Dataset rows:
************

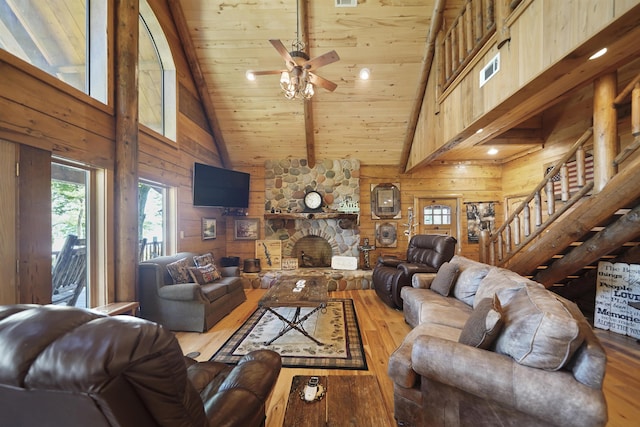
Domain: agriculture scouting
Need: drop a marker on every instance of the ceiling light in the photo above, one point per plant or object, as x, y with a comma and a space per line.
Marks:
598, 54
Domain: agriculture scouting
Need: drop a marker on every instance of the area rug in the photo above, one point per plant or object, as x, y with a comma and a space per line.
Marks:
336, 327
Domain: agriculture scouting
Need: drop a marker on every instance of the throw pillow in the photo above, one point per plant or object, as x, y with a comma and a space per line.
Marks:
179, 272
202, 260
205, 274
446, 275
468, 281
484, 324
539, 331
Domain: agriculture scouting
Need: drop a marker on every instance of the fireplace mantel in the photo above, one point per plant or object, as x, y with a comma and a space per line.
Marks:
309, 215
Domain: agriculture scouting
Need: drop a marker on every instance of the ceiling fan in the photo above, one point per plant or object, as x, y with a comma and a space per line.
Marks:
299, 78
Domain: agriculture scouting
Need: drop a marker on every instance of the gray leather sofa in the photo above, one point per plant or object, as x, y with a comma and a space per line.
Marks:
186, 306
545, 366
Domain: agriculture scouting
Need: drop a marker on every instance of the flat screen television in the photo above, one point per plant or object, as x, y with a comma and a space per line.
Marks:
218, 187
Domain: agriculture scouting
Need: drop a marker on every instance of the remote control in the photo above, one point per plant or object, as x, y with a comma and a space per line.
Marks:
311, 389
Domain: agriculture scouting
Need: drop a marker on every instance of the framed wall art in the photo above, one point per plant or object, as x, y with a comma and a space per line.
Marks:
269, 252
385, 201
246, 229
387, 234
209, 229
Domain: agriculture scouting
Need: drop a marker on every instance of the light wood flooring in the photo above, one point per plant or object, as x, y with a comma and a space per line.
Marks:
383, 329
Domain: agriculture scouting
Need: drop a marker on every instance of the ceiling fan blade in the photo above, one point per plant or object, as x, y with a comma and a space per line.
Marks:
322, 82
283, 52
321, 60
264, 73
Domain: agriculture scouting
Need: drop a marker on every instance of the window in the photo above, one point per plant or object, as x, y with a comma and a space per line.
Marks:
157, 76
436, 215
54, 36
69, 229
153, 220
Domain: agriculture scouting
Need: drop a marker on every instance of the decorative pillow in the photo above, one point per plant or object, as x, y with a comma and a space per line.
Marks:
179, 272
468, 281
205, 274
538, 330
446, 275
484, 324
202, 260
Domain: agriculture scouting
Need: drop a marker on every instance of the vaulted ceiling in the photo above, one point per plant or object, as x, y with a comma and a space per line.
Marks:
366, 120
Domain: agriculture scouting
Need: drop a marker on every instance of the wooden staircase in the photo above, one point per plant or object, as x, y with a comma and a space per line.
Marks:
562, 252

************

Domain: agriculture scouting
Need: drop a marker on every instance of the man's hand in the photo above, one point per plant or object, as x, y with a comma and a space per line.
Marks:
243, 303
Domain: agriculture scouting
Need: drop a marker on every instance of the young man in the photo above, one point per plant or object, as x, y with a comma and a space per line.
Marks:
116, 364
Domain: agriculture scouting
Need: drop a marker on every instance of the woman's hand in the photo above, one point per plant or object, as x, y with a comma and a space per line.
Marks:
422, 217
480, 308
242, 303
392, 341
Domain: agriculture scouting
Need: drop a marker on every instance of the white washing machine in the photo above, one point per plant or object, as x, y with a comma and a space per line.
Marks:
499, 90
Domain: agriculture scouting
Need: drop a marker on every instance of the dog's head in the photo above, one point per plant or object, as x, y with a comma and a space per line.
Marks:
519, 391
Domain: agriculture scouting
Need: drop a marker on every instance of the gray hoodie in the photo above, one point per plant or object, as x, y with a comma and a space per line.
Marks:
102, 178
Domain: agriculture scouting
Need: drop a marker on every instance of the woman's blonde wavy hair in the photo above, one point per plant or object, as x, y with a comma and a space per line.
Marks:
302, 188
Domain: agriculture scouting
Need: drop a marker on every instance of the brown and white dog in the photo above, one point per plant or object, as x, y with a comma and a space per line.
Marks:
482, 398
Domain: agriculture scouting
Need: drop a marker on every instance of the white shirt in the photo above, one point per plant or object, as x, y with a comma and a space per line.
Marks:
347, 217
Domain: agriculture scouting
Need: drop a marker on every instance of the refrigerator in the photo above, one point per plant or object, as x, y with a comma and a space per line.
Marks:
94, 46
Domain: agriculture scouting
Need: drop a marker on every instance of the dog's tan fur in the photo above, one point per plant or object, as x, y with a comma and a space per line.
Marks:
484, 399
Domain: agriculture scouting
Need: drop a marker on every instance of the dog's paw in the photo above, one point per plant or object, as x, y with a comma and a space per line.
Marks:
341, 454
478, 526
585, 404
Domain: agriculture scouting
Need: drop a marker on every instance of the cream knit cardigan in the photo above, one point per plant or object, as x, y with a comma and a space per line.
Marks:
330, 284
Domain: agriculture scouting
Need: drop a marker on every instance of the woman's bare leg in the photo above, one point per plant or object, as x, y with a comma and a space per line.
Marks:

************

• _What you need to do_: Count the lines in the records above that contain the word "white". Give only the number.

• _Task output_: 3